-- begin DOCUMENT PASSAGE --

# Stop over camp site on way down to South of France



## dougliz1 (Jul 15, 2012)

I am travelling down to the south of France from Margate. Can anyone please recommend a stop over camp site on the way that is close to Frejus say 3 or 4 hours away? Many Thanks. Doug




site admin note - moved to France touring


----------



## Zebedee (Oct 3, 2007)

Can't quite understand why this is in "Voluntary Help Projects" Doug. Is there a reason?

I think we need clarification too. It's 720 miles from Calais to Frejus, which has to be at least 14 hours driving in a motorhome, even if you manage to _*average *_50mph for the entire journey . . . which is very unlikely.

Surely you don't intend to do 10 hours (excluding stops) on the first leg? (I must be misunderstanding what you are asking for.  )

We'll sort out some campsites for you with pleasure, when we know where to look. :wink:

Dave


----------



## Twm-Twp (Jun 14, 2012)

Domaine du Chateau de L'Eperviere, Gigny sur Saone, Bourgogne. Tel. 00 33 3 85 94 16 90. www.domaine-eperviere.com

This is a fantastic site, great size pitches, immaculate shower / toilet facilities. It also has a very very good restaurant and also a take-away. It's family owned by very friendly, helpful people.

It's about five / six hours drive down from Calais (six if you drive at about 60mph using the autoroute). It's about 3-hours from the Frejus depending on traffic around Lyon.

You would come off the A6 at sortie 26 and follow directions for Tournus / Macon on the N6. At Sennecy le Grand turn left onto the D18 and follow the campsite signs. From sortie 26 to the campsite is about 15km or 20 minutes or so.

There are so many campsites in this area you'll be spoilt for choice.


----------



## Twm-Twp (Jun 14, 2012)

Sorry for the b*m info - I was mistakenly thinking you were referring to the tunnel not the town in the south of France.

I would imagine its about six / seven hours down to Frejus from the Bourgogne region. That's a hell of a punch you are planning to do with just one stopover - you'll spend the first couple of days of your holiday recovering from your journey !!!!!

It's obviously still too early in the morning for me !!!!!!


----------



## dougliz1 (Jul 15, 2012)

Hi to all,

Many thanks for your replies. We are catching the midnight train at calais and will be travelling through the night. We like to travel through the night as it is cooler. We have regular stops to refresh ourselves and if we feel tired the driver will take an hour or so's sleep while one of the passenger keeps a look out as we know you have to be careful when you stop for a break on the motorways and to make sure that there are lots of people around. We normally like to get as far down as Lyon if we can. After Lyon, that is where we would like a stop over if anyone knows of a good place.
Many thanks, Doug


----------



## Zebedee (Oct 3, 2007)

Strewth Doug. It's 466 miles to Lyon - sooner you than me!!

-- end DOCUMENT PASSAGE --
-- begin DATASET EXTRACT --

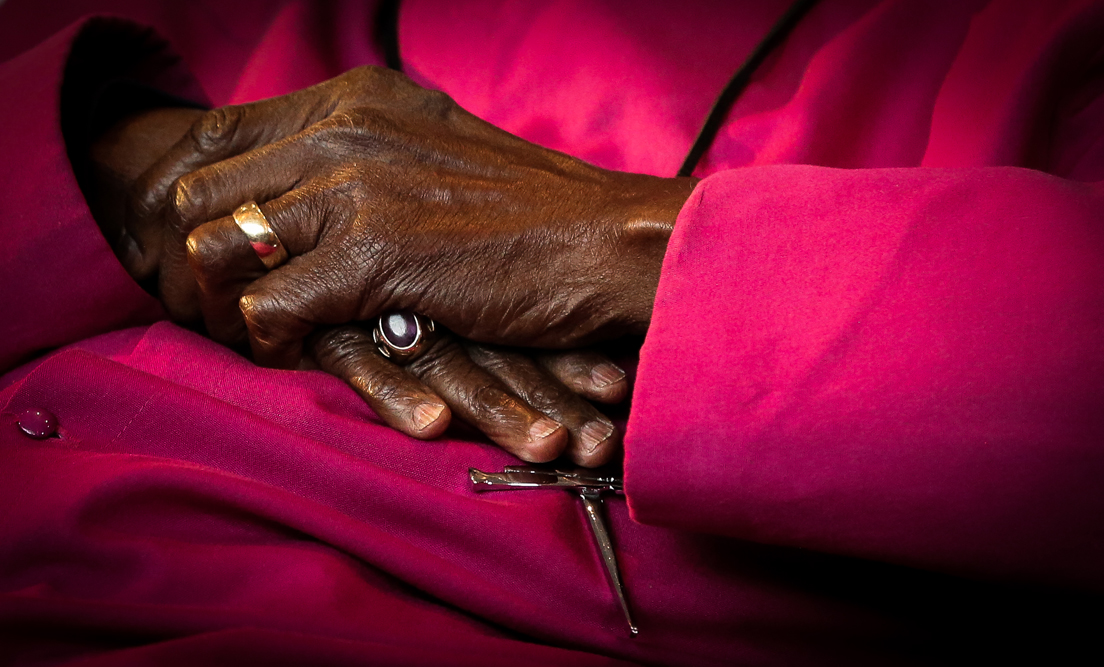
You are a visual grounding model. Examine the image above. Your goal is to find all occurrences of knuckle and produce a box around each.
[467,383,519,421]
[237,294,280,339]
[169,174,206,232]
[185,229,225,275]
[191,106,242,153]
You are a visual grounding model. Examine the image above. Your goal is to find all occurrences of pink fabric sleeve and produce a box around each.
[0,19,203,369]
[626,166,1104,591]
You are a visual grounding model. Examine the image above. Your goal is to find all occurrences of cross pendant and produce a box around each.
[468,466,638,637]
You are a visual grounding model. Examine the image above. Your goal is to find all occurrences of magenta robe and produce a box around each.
[0,0,1104,665]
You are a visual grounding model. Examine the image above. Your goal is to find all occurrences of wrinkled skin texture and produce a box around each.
[83,75,662,466]
[150,67,694,368]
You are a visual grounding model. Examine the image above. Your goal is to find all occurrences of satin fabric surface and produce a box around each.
[0,0,1104,665]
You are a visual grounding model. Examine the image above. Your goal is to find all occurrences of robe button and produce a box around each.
[15,407,57,440]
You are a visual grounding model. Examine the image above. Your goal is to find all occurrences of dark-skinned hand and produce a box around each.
[150,67,694,368]
[86,101,627,466]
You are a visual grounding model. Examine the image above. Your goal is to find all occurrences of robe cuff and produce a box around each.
[625,166,1104,590]
[0,18,203,369]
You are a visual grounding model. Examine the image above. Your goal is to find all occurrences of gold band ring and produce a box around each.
[234,201,287,271]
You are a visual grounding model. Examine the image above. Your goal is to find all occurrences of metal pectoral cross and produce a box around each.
[468,466,638,636]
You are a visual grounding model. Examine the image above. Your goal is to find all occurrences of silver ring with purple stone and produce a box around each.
[372,310,437,363]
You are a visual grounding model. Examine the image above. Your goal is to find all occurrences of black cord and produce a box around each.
[375,0,403,72]
[678,0,817,176]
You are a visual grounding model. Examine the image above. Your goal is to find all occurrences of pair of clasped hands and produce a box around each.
[89,67,694,466]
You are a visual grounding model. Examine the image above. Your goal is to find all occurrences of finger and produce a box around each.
[406,338,569,463]
[465,343,620,467]
[188,218,268,345]
[537,350,628,403]
[237,248,363,369]
[136,88,330,222]
[185,189,333,343]
[310,326,452,440]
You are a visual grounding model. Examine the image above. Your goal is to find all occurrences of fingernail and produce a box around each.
[580,420,614,454]
[529,417,560,441]
[414,403,445,431]
[591,362,625,389]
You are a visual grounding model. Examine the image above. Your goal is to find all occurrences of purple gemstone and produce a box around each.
[17,407,57,440]
[380,310,418,350]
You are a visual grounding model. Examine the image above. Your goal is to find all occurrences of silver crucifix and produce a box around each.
[468,466,638,636]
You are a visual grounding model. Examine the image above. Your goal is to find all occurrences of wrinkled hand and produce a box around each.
[157,67,694,368]
[86,98,627,466]
[308,325,627,467]
[82,107,206,304]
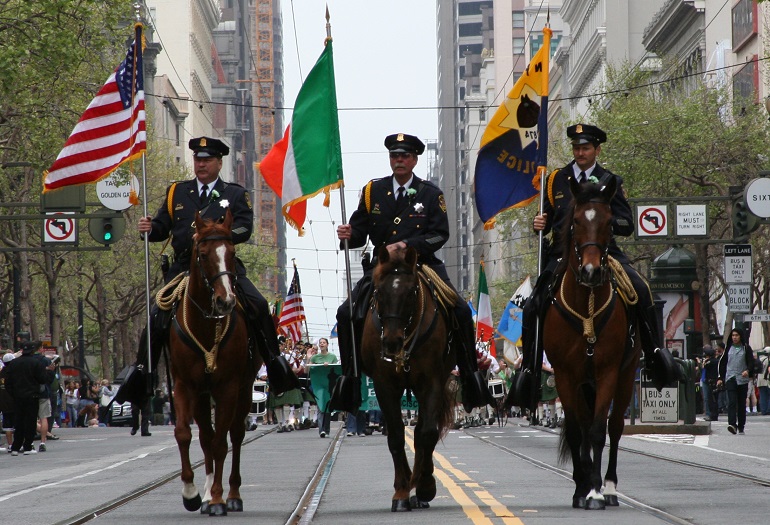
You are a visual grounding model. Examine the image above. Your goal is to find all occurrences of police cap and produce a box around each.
[567,124,607,146]
[188,137,230,159]
[385,133,425,155]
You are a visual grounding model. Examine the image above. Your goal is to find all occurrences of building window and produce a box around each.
[732,0,757,52]
[513,36,526,55]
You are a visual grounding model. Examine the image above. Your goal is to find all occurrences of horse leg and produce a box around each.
[375,383,412,512]
[562,410,591,509]
[409,384,443,509]
[174,381,201,512]
[227,381,253,512]
[586,410,607,510]
[195,393,214,514]
[201,392,233,516]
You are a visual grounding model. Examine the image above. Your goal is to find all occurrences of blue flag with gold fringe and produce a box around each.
[474,27,552,230]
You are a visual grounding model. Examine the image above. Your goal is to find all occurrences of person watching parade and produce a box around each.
[517,124,677,401]
[124,137,299,401]
[337,133,490,410]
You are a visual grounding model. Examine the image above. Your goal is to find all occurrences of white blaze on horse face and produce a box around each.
[216,244,234,297]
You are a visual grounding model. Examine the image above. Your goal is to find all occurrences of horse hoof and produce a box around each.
[227,498,243,512]
[585,498,605,510]
[390,499,412,512]
[182,494,201,512]
[409,496,430,509]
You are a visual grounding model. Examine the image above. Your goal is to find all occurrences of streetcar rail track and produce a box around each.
[463,427,770,525]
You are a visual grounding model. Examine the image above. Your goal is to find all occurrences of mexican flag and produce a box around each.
[257,38,342,235]
[476,261,497,357]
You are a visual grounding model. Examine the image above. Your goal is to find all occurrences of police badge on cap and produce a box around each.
[567,124,607,146]
[188,137,230,159]
[385,133,425,155]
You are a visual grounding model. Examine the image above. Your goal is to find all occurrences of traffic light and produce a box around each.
[88,208,126,245]
[732,193,759,242]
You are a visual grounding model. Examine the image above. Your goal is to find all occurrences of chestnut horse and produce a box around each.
[361,247,456,512]
[543,179,641,509]
[169,210,261,516]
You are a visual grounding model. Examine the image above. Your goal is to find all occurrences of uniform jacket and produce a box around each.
[144,178,254,274]
[340,175,449,279]
[5,354,50,399]
[543,160,634,264]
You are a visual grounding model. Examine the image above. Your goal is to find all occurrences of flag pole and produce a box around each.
[326,5,358,377]
[131,2,152,384]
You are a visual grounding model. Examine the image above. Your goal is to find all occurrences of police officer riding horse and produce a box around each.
[508,124,678,412]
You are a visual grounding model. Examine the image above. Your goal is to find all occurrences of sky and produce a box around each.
[281,0,438,348]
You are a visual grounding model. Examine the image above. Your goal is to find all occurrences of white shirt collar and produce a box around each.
[393,173,414,197]
[195,177,219,195]
[572,162,596,179]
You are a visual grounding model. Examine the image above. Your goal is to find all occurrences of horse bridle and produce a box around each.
[569,199,610,288]
[187,235,238,319]
[371,268,436,372]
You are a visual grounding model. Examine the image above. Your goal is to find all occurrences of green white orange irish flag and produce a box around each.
[257,38,342,235]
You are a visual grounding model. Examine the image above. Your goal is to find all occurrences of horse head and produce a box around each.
[372,246,420,356]
[190,209,236,317]
[566,178,617,288]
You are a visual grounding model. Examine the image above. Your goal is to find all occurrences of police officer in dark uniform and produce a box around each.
[337,133,489,410]
[523,124,676,388]
[139,137,299,393]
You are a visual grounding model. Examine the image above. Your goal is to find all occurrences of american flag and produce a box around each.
[43,24,147,191]
[278,266,305,343]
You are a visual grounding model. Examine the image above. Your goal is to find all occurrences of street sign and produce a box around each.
[727,284,751,314]
[636,205,668,237]
[96,172,139,211]
[43,212,78,244]
[676,204,708,236]
[724,244,754,284]
[743,314,770,323]
[744,178,770,219]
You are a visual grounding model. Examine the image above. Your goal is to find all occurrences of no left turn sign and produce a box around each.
[43,212,77,244]
[636,205,668,237]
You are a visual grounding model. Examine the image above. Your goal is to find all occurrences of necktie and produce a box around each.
[396,186,406,206]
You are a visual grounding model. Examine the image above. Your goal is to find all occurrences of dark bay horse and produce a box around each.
[543,179,641,509]
[361,247,456,512]
[169,210,261,516]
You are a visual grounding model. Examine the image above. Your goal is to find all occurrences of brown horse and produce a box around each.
[543,179,641,509]
[169,210,261,516]
[361,247,455,512]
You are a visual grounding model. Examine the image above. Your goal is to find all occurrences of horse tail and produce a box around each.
[438,379,456,439]
[557,415,572,465]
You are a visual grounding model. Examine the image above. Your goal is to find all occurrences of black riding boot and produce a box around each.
[637,308,680,391]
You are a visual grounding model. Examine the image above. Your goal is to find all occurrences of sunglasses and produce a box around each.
[390,151,412,159]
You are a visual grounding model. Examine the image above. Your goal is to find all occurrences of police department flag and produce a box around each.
[474,27,551,230]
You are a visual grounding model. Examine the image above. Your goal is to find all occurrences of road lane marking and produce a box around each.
[405,430,524,525]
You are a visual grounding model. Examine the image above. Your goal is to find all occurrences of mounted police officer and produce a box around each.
[121,137,299,402]
[522,124,677,404]
[337,133,489,410]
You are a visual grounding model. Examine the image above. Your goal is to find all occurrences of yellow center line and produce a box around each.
[405,429,524,525]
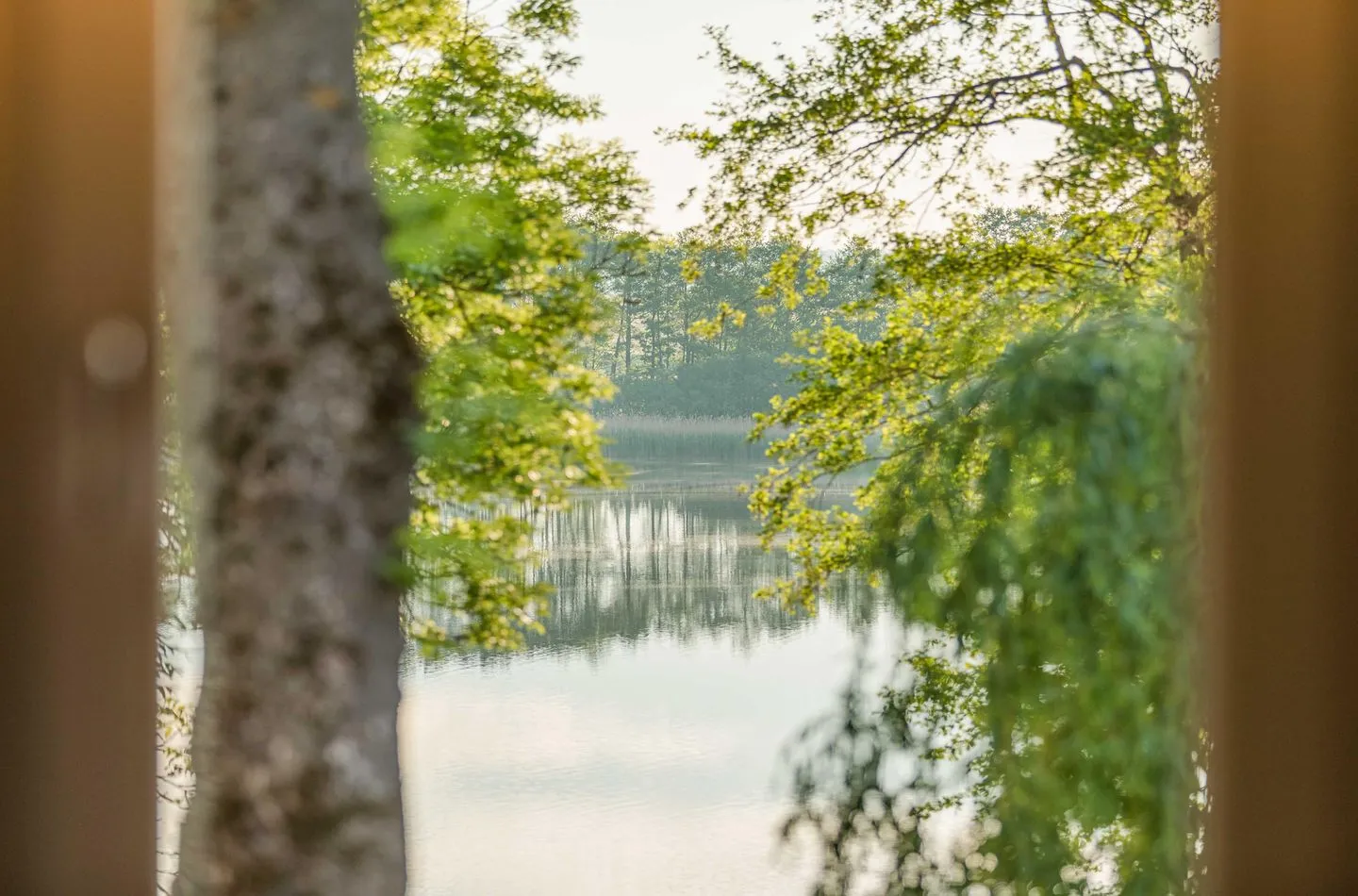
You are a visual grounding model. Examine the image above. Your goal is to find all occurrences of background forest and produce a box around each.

-- end DATASET EXTRACT --

- _SET OF TASKS_:
a) Name every road designation mentioned in the campsite thread.
b) Reproduce the passage of the campsite thread starting at "It's about five" and ending at "traffic around Lyon.".
c) Decide whether each statement agrees with the campsite thread, and support each verdict with the exact words that settle it: (i) The Domaine du Chateau de L'Eperviere has both a restaurant and a take-away. (ii) Doug's group plans to catch a morning train at Calais. (iii) The campsite is about 50 km from sortie 26.
These records were drawn from a separate source.

- _ANSWERS FOR THE TASKS_:
a) A6, N6, D18

b)
It's about five / six hours drive down from Calais (six if you drive at about 60mph using the autoroute). It's about 3-hours from the Frejus depending on traffic around Lyon.

c)
(i) Yes: "It also has a very very good restaurant and also a take-away."
(ii) No: "We are catching the midnight train at calais"
(iii) No: "From sortie 26 to the campsite is about 15km or 20 minutes or so."